Demystifying the Recent SEC Order on Airdrops

Nirav Gala, CFA
Broctagon Fintech Group
6 min readSep 12, 2018

A few weeks back the US Securities and Exchange Commission (SEC) issued a cease and desist order against a fraudulent ICO named “Tomahawkcoins” or “TOM” by Tomahawk Exploration LLC, which sought to raise $5 million through the ICO, purportedly to fund oil drilling in Kern County, California. They had previously tried unsuccessfully to raise money for the project through private investments and the public capital markets. This order is particularly interesting because it is the first time SEC has directly addressed the issue of the legality of airdrops and bounty campaigns.

What are airdrop and bounty campaigns?

An airdrop is a distribution of tokens of a particular project for free, usually to the holders of other popular cryptocurrencies like ether and bitcoin. They are also sometimes used to incentivise potential investors/users to sign up for the project or use the utility being developed by the project. This is akin to giving out free samples for potential users to try or free trial period for various subscription-based services. The main objective here is to spread awareness about the project.

A bounty campaign is where the tokens of a particular project are issued to certain Key Opinion Leaders (KOLs) or influencers for promoting the project among their followers. It provides an inexpensive way for the projects to promote themselves.

Ever since SEC started cracking down on ICOs by classifying them as a sale of securities, there has been considerable debate about the fate of airdrops and bounty campaigns. Many in the crypto community believe that since in an airdrop tokens are issued for free without any monetary consideration, they are not considered a sale of securities. However, the SEC considers it otherwise.

Why are airdrop and bounty campaigns, a sale of securities?

As per SEC, most ICOs are in the nature of investment contracts. An investment contract involves an investment in a common venture premised on a reasonable expectation of profits to be derived from the entrepreneurial or managerial efforts of others. Most projects are at a very early stage when they are conducting an ICO and the success of the project is highly dependent on the efforts of the management team. Hence, they are most likely to be classified as securities. Further, in the case of TOM tokens, the holders had an “option” to convert TOM tokens into equity shares of Tomahawk Exploration LLC. Thus, they constituted “an option, or privilege on any security” and hence were considered securities themselves.

···

> [TASKS]
1) Return the passage of the article on the SEC airdrop order between "Why are airdrop" and "considered securities themselves.", inclusive.
2) According to the article on the SEC airdrop order, how much money did Tomahawk Exploration LLC seek to raise through its ICO?
3) Continue the article on the SEC airdrop order from the point where it stops.
The data after this point is separate from the article on the SEC airdrop order.

> [DATASET EXTRACT]
···

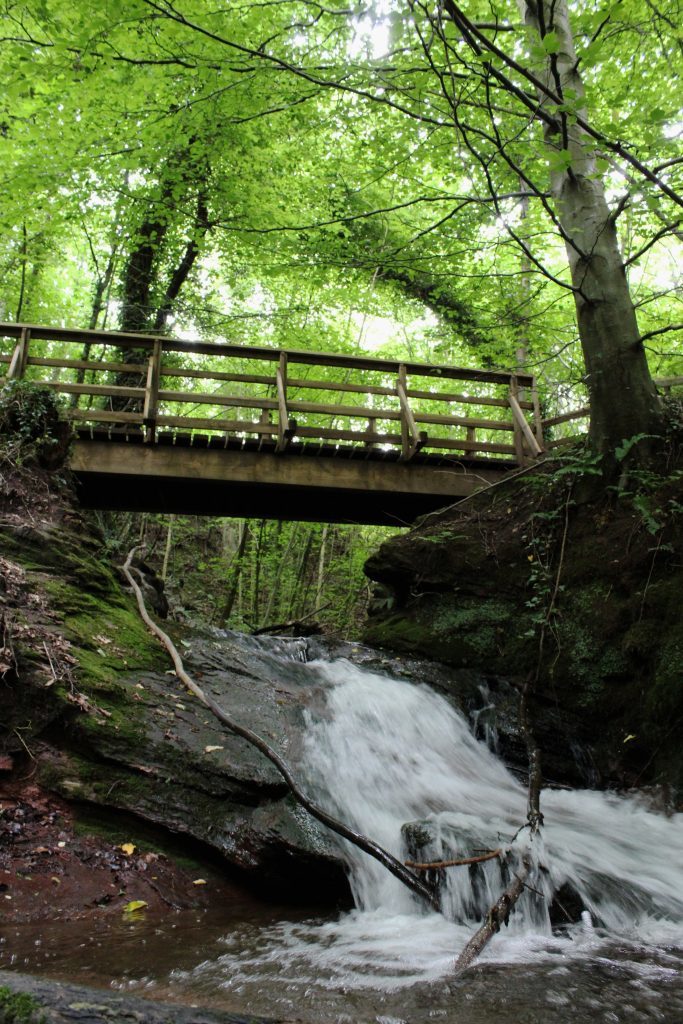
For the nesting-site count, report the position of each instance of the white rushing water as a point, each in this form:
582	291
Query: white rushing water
382	753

···

> [ANSWERS GIVEN]
1)
Why are airdrop and bounty campaigns, a sale of securities?

As per SEC, most ICOs are in the nature of investment contracts. An investment contract involves an investment in a common venture premised on a reasonable expectation of profits to be derived from the entrepreneurial or managerial efforts of others. Most projects are at a very early stage when they are conducting an ICO and the success of the project is highly dependent on the efforts of the management team. Hence, they are most likely to be classified as securities. Further, in the case of TOM tokens, the holders had an “option” to convert TOM tokens into equity shares of Tomahawk Exploration LLC. Thus, they constituted “an option, or privilege on any security” and hence were considered securities themselves.

2) $5 million

3)
Once tokens are classified as securities, the lack of monetary consideration does not mean that there has been no sale or offer for sale of securities. As has been held in the case of SEC v. Sierra Brokerage Servs., Inc, as long as the issuer receives some real benefit by disposing of securities, it is considered a sale of securities.

In the case of the TOM ICO, the issuers received value in exchange for the bounty distributions in the form of online marketing including the promotion of the ICO on blogs and other online forums. The issuers also received value in the creation of a public trading market for its securities. Thus, it was not actually a gift but an exchange for value and hence constitutes a sale of securities.

What does SEC mean by ‘real benefit’?

The phrase ‘real benefit’ is quite broad and can mean a lot of things. Here are some examples:

  • Bounty Campaigns: The issuer derives value in form of marketing and promotion of the ICO on various forums which helps to increase awareness about the project, which can be considered quite valuable.
  • Sign up bonus: The personal information that the issuer gets when some signs up has been considered valuable by the SEC.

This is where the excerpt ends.